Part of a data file

####################

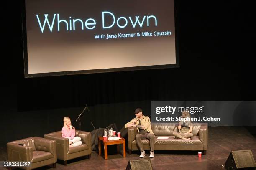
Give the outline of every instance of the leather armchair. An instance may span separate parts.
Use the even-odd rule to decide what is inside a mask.
[[[31,162],[29,167],[23,169],[30,170],[52,164],[56,167],[57,156],[55,140],[29,137],[7,143],[7,146],[8,161]]]
[[[45,138],[56,141],[57,158],[64,161],[64,165],[67,165],[67,161],[72,159],[88,155],[91,158],[92,152],[91,133],[81,130],[75,130],[76,136],[81,137],[82,144],[80,145],[69,148],[69,139],[62,137],[61,131],[58,131],[44,134]]]

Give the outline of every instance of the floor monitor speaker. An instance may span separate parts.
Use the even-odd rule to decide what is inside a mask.
[[[126,170],[153,170],[150,159],[141,159],[129,161]]]
[[[255,160],[250,150],[231,151],[225,166],[228,170],[256,169]]]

####################

_TO BE DONE_:
Can you copy all the records above line for line, without changing anything, but leave out the pictures?

_WORKED ANSWER_:
Give the outline of every instance of the leather armchair. An instance may span separate parts.
Use the even-odd rule to decide what is inside a mask.
[[[31,162],[29,167],[23,169],[30,170],[52,164],[56,167],[57,156],[55,140],[29,137],[7,143],[7,146],[8,161]]]
[[[45,138],[56,141],[57,158],[64,161],[64,165],[67,165],[67,161],[72,159],[88,155],[91,158],[92,152],[91,133],[81,130],[75,130],[76,136],[81,137],[82,144],[80,145],[69,148],[69,139],[62,137],[61,131],[58,131],[44,134]]]

Give the outline of every instance of the floor monitor speaker. An instance may span separate parts.
Use the even-odd rule to decide what is inside a mask.
[[[126,170],[153,170],[150,159],[141,159],[129,161]]]
[[[255,160],[250,150],[231,151],[225,166],[228,170],[256,169]]]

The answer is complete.